Exhibit 99.1
FOR IMMEDIATE RELEASE | FOR FURTHER INFORMATION |
October 22, 2014 | CONTACT BEN BOCHNOWSKI |
(219) 853-7575 |
NORTHWEST INDIANA BANCORP
ANNOUNCES EARNINGS FOR THREE AND NINE MONTHS
ENDED SEPTEMBER 30, 2014
Munster, Indiana - NorthWest Indiana Bancorp (the “Bancorp”), the holding company for Peoples Bank (the “Bank”), reported earnings of $1.9 million for the three months ended September 30, 2014, and earnings of $5.7 million for the nine months ended September 30, 2014. At September 30, 2014, the Bancorp’s assets totaled $781.7 million compared to $693.5 million at December 31, 2013, an increase of $88.3 million or 12.7%.
The earnings of $1.9 million for the three months ended September 30, 2014, represent $0.67 earnings per basic and diluted share. For the third quarter of 2014, the return on average assets (ROA) was 0.98% and the return on average equity (ROE) was 10.34%.
The earnings of $5.7 million for the nine months ended September 30, 2014, represent $1.99 earnings per basic and diluted share. For the nine months ended September 30, 2014, the ROA was 1.00% and the ROE was 10.51%.

→ **Dataset content**:

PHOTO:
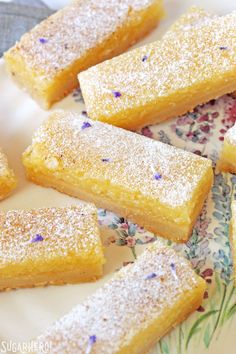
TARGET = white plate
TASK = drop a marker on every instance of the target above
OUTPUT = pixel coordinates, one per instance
(25, 313)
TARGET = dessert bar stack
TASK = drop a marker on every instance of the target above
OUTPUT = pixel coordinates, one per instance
(90, 156)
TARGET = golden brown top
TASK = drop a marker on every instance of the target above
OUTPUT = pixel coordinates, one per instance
(5, 171)
(202, 51)
(31, 239)
(72, 144)
(67, 35)
(4, 168)
(128, 303)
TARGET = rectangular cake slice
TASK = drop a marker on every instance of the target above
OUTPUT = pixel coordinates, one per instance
(49, 246)
(189, 66)
(153, 184)
(47, 60)
(138, 306)
(7, 177)
(227, 161)
(233, 237)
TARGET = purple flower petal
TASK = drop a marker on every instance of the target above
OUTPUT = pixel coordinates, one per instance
(144, 58)
(157, 176)
(173, 270)
(43, 40)
(151, 276)
(116, 94)
(37, 238)
(86, 125)
(172, 266)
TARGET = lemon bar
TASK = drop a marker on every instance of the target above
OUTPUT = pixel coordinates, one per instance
(227, 162)
(163, 290)
(49, 246)
(7, 177)
(47, 60)
(153, 184)
(233, 237)
(166, 78)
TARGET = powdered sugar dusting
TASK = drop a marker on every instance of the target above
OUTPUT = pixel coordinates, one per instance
(189, 55)
(4, 168)
(230, 136)
(67, 35)
(124, 306)
(39, 236)
(133, 159)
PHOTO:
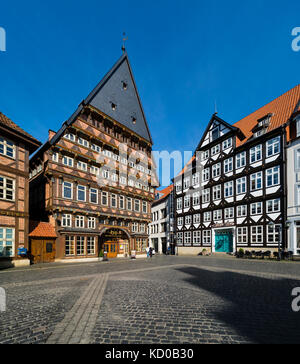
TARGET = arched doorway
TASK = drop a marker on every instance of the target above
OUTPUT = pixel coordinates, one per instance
(115, 241)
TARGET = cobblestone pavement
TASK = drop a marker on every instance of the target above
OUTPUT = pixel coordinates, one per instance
(167, 300)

→ **Given task A**:
In the earnings release, what did the Bancorp's assets total at September 30, 2014?
→ **Given task B**:
Rewrite the earnings release from the words "The earnings of $5.7" through the words "ROE was 10.51%.", substituting "return on average assets" for "ROA".

→ **Right answer A**:
$781.7 million

→ **Right answer B**:
The earnings of $5.7 million for the nine months ended September 30, 2014, represent $1.99 earnings per basic and diluted share. For the nine months ended September 30, 2014, the return on average assets was 1.00% and the ROE was 10.51%.